# A3C

A3C is an parallel version of A2C. It introduces asynchronous updates of the policy from $N$ agents running on the same multicore machine.
Here is the brief explanation of the logic:

First the global policy-value network parameters $\theta$ are randomly initialized. Network parameters are made available to all the processes.

Every agent runs in a separater process/thread. It acts as an advantage actor critic (A2C). It repeats the following set of steps till convergence:
1. Pull the latest parameters from the global network. $\theta_{\mathcal{A}_i}\leftarrow\theta$
2. Run policy in the local environment for a number of steps T
3. Calculate the loss $\mathcal{L_\theta_{\mathcal{A}_i}}=\mathcal{L_\theta_{\mathcal{A}_i}}^{POLICY}+\mathcal{L_\theta_{\mathcal{A}_i}}^{VALUE}$ using A2C logic.
4. Calculate the gradient $\nabla_\theta_{\mathcal{A}_i} \mathcal{L_\theta_{\mathcal{A}_i}}$
5. Update the global network with the gradient. $\theta = \theta - \alpha*\nabla_\theta_{\mathcal{A}_i} \mathcal{L_\theta_{\mathcal{A}_i}}$

At the first glance A3C should converge $N$ times faster than A2C, but it turns out that in practice it converges even faster. It's not clear why, maybe it's because of decorrelated updates of network parameters?

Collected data

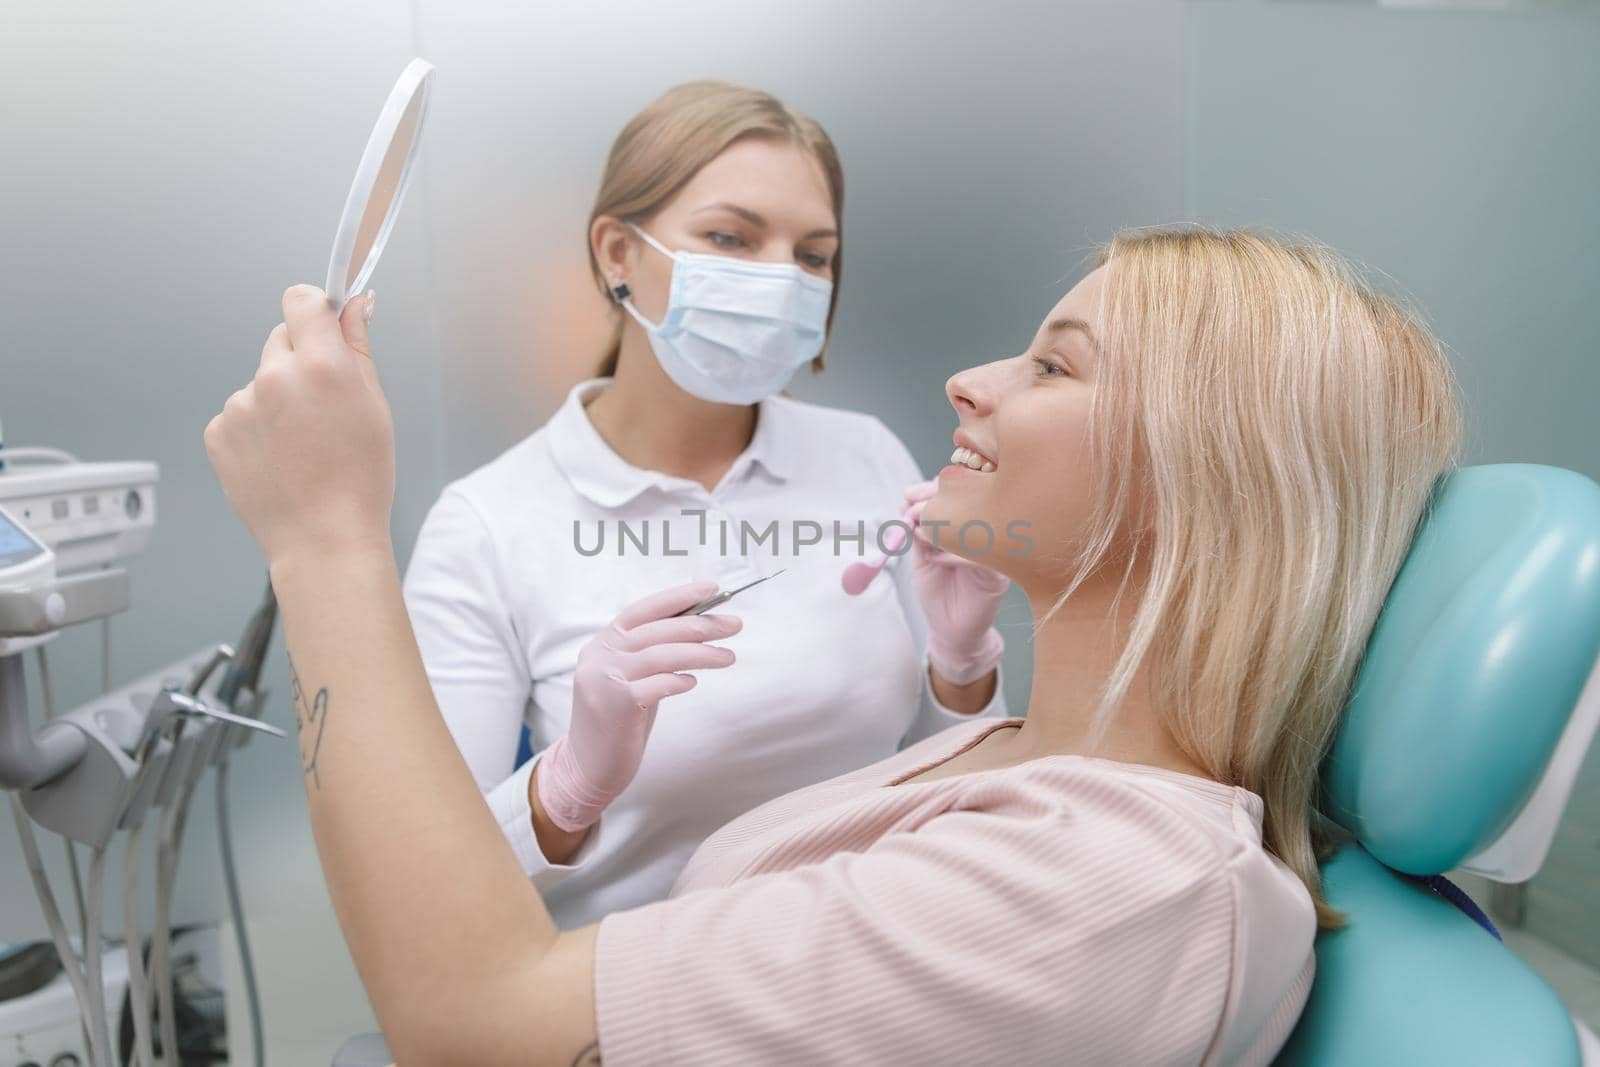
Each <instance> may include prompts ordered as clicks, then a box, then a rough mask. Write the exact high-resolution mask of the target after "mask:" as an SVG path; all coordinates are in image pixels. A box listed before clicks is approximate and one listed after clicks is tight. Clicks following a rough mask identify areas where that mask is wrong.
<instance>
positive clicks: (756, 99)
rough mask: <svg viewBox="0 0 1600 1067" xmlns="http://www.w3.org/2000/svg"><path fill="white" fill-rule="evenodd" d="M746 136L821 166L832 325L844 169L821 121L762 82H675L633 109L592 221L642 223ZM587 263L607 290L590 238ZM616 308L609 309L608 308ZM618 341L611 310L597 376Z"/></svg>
mask: <svg viewBox="0 0 1600 1067" xmlns="http://www.w3.org/2000/svg"><path fill="white" fill-rule="evenodd" d="M746 138H770V139H776V141H786V142H790V144H795V146H798V147H800V149H803V150H805V152H806V154H810V155H811V158H814V160H816V162H818V165H819V166H821V168H822V176H824V179H826V181H827V190H829V197H830V198H832V203H834V218H835V229H838V240H840V245H838V248H840V251H835V253H834V301H832V304H829V309H827V325H829V330H832V326H834V309H835V307H837V306H838V280H840V275H842V272H843V259H842V250H843V230H845V170H843V166H842V165H840V162H838V152H837V150H835V149H834V142H832V141H830V139H829V136H827V133H826V131H824V130H822V126H821V125H819V123H818V122H816V120H814V118H811V117H810V115H803V114H800V112H797V110H795V109H792V107H789V106H787V104H784V102H782V101H779V99H778V98H774V96H771V94H768V93H762V91H760V90H752V88H746V86H742V85H730V83H728V82H715V80H701V82H685V83H683V85H677V86H674V88H670V90H667V91H666V93H662V94H661V96H658V98H656V99H654V101H651V102H650V106H646V107H645V110H642V112H638V114H637V115H634V118H632V120H629V123H627V125H626V126H622V133H619V134H618V136H616V142H613V144H611V155H610V157H608V158H606V165H605V174H603V176H602V178H600V192H598V194H595V206H594V210H592V211H590V213H589V227H587V229H586V230H584V232H586V234H589V232H592V230H594V222H595V219H598V218H600V216H602V214H610V216H613V218H618V219H622V221H624V222H638V224H643V222H645V221H646V219H650V216H651V214H654V213H656V210H658V208H661V205H664V203H666V202H669V200H672V197H675V195H677V192H678V190H680V189H683V186H685V184H686V182H688V181H690V179H691V178H694V174H698V173H699V170H701V168H702V166H706V165H707V163H710V162H712V160H714V158H717V157H718V155H722V152H723V150H725V149H726V147H728V146H731V144H733V142H734V141H742V139H746ZM589 270H590V272H592V274H594V277H595V283H597V285H598V286H600V291H602V293H603V294H605V296H606V299H610V298H611V290H610V286H606V283H605V275H603V274H602V272H600V264H598V261H595V251H594V245H592V243H590V246H589ZM613 312H614V309H613ZM621 346H622V317H621V315H616V323H614V325H613V330H611V339H610V341H608V342H606V349H605V355H603V357H602V360H600V368H598V371H597V373H598V376H602V378H605V376H610V374H613V373H614V371H616V357H618V352H619V350H621ZM811 370H814V371H819V370H822V354H818V357H816V358H814V360H811Z"/></svg>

• Aim of the task:
Extend the A3C explanation, picking up after its final sentence. The records have no connection to the text on A3C.

• Output for this task:
In [104]:
import ctypes
import importlib
import os

import gym
import torch
import torch.multiprocessing as mp
from gym.spaces import Box

import A3C

In [105]:
model = A3C.PolicyValueModel(2, 2, 4)
model.forward([1, 2.])

[INFO/MainProcess] Creating policy. is_continuous=False
[INFO/MainProcess] Creating policy. is_continuous=False
[INFO/MainProcess] Creating policy. is_continuous=False
[INFO/MainProcess] Creating policy. is_continuous=False
[INFO/MainProcess] Creating policy. is_continuous=False
[INFO/MainProcess] Creating policy. is_continuous=False
[INFO/MainProcess] Creating policy. is_continuous=False
[INFO/MainProcess] Creating policy. is_continuous=False
[INFO/MainProcess] Creating policy. is_continuous=False
[INFO/MainProcess] Creating policy. is_continuous=False
[INFO/MainProcess] Creating policy. is_continuous=False
[INFO/MainProcess] Creating policy. is_continuous=False
[INFO/MainProcess] Creating policy. is_continuous=False
[INFO/MainProcess] Creating policy. is_continuous=False
[INFO/MainProcess] Creating policy. is_continuous=False
[INFO/MainProcess] Creating policy. is_continuous=False
[INFO/MainProcess] Creating policy. is_continuous=False
[INFO/MainProcess] Creating policy. is_continuou

(Categorical(probs: torch.Size([2]), logits: torch.Size([2])),
 array(0),
 tensor(-0.7704, grad_fn=<SqueezeBackward1>),
 tensor([-0.4709], grad_fn=<AddBackward0>))

In [106]:
optim = A3C.SharedAdam(model.parameters())
optim

SharedAdam (
Parameter Group 0
    amsgrad: False
    betas: (0.9, 0.999)
    eps: 1e-08
    lr: 0.001
    maximize: False
    weight_decay: 0
)

In [126]:
importlib.reload(A3C)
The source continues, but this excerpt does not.